Collect every line from the entries below that contains the word "instance", and copy each of those lines in full.

** START Input data **

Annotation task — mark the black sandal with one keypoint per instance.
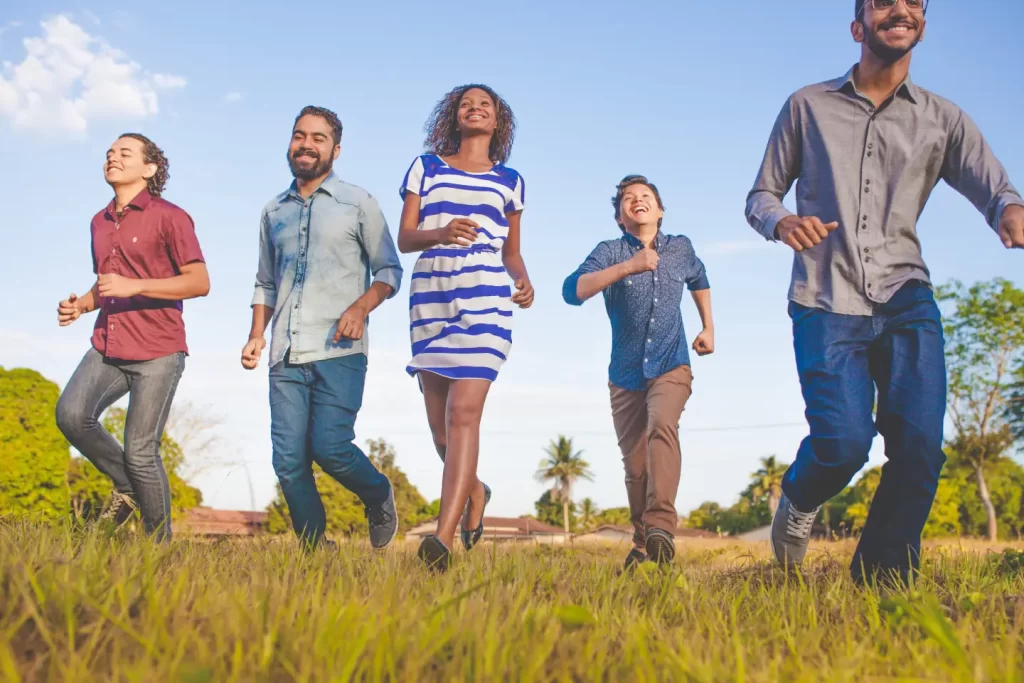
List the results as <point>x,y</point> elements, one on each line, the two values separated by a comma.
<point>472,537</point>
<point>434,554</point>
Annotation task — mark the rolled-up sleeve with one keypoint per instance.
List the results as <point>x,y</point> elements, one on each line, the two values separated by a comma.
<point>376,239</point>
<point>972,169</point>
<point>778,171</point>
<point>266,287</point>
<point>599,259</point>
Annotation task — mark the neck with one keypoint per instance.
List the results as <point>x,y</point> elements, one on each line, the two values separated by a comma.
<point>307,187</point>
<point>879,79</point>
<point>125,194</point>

** END Input data **
** START Input data **

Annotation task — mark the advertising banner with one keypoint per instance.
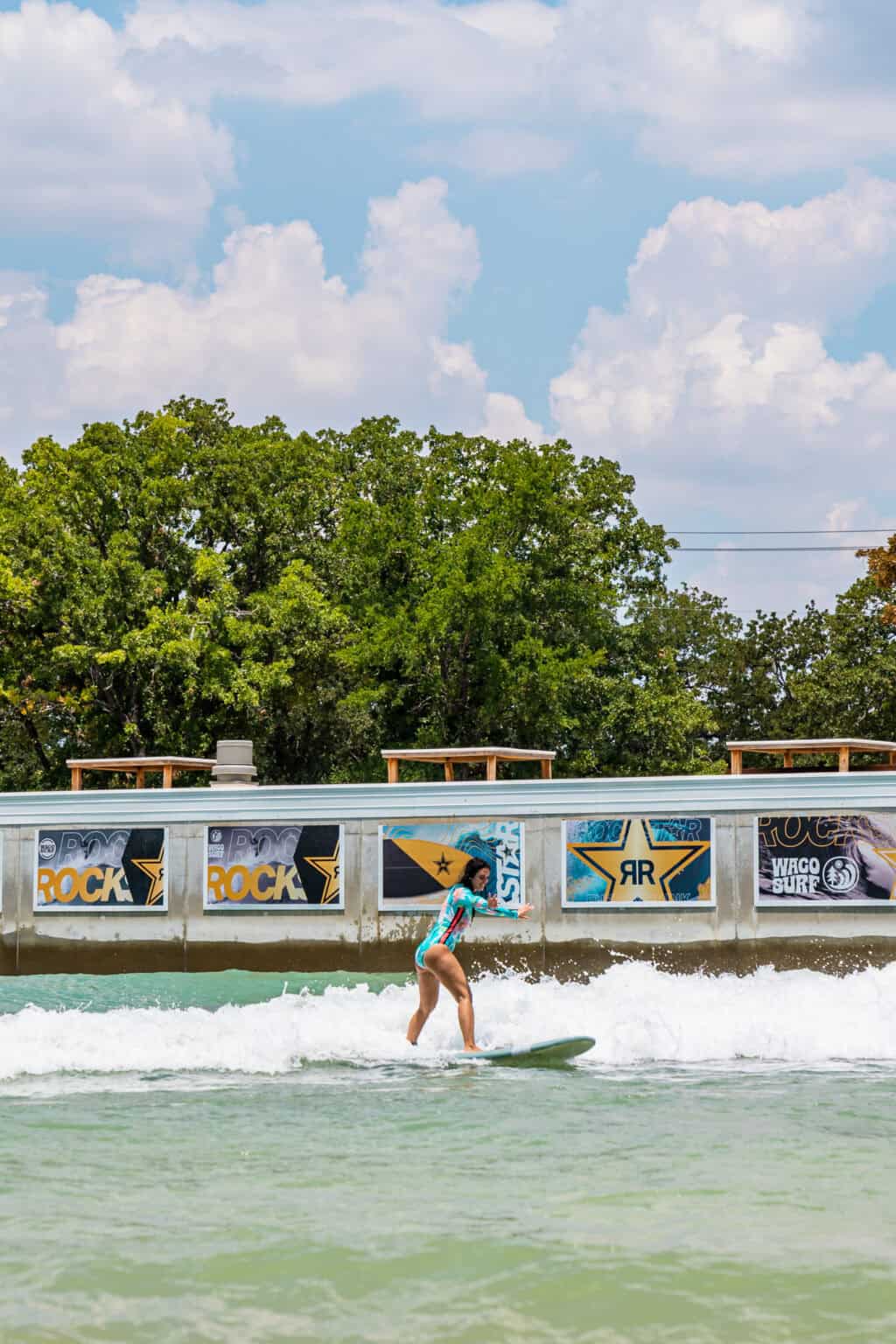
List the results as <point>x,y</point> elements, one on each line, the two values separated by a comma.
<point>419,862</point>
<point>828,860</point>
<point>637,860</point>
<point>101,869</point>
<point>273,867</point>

** END Input data **

## Final result
Annotation task — mark the black sandal with one keypoint per instance.
Annotation task — mark the rolled-up sleeve with one keypoint per instance.
Annotation task — mark the neck with one keypoint per instance.
Annotation task — mark the advertising banner with one keypoint per instance.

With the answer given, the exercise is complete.